### WHAT IS NEEDED
Your answer is the lines below, exactly, from the one that contains "283, row 147." through the one that contains "456, row 45.", both included.

### Stored data entries
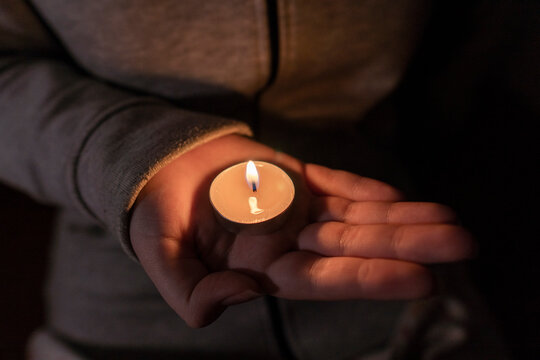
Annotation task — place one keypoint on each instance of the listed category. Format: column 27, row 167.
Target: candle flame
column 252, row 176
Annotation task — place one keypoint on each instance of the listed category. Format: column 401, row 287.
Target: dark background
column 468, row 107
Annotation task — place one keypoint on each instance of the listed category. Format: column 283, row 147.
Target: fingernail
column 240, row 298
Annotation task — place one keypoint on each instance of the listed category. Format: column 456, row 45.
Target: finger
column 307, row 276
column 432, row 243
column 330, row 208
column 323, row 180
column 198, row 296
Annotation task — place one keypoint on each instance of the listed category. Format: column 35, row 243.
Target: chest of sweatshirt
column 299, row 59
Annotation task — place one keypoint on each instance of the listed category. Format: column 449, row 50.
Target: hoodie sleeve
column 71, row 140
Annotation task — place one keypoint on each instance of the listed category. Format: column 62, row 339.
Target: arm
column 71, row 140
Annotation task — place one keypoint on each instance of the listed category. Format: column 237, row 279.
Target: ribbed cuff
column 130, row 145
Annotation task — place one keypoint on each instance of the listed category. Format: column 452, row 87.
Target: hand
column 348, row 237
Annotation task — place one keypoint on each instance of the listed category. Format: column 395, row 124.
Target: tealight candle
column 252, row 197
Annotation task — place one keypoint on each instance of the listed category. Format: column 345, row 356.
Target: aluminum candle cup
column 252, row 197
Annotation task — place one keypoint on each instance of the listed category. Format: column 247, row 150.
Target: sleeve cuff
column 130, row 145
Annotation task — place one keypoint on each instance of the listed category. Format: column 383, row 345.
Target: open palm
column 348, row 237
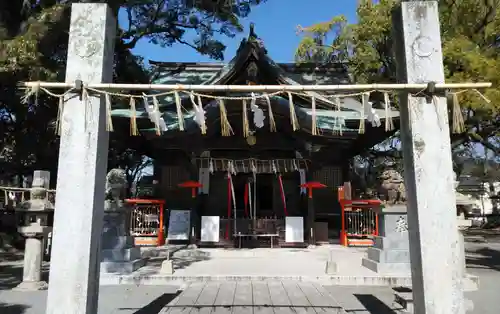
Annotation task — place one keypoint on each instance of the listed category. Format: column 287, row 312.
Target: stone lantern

### OUTPUT BELOW
Annotation task — place one keypoint on each instance of the listed category. Format: column 283, row 147.
Target: fingernail
column 240, row 298
Annotation task — place one keypoint on each instance of the listed category. Format: column 456, row 45.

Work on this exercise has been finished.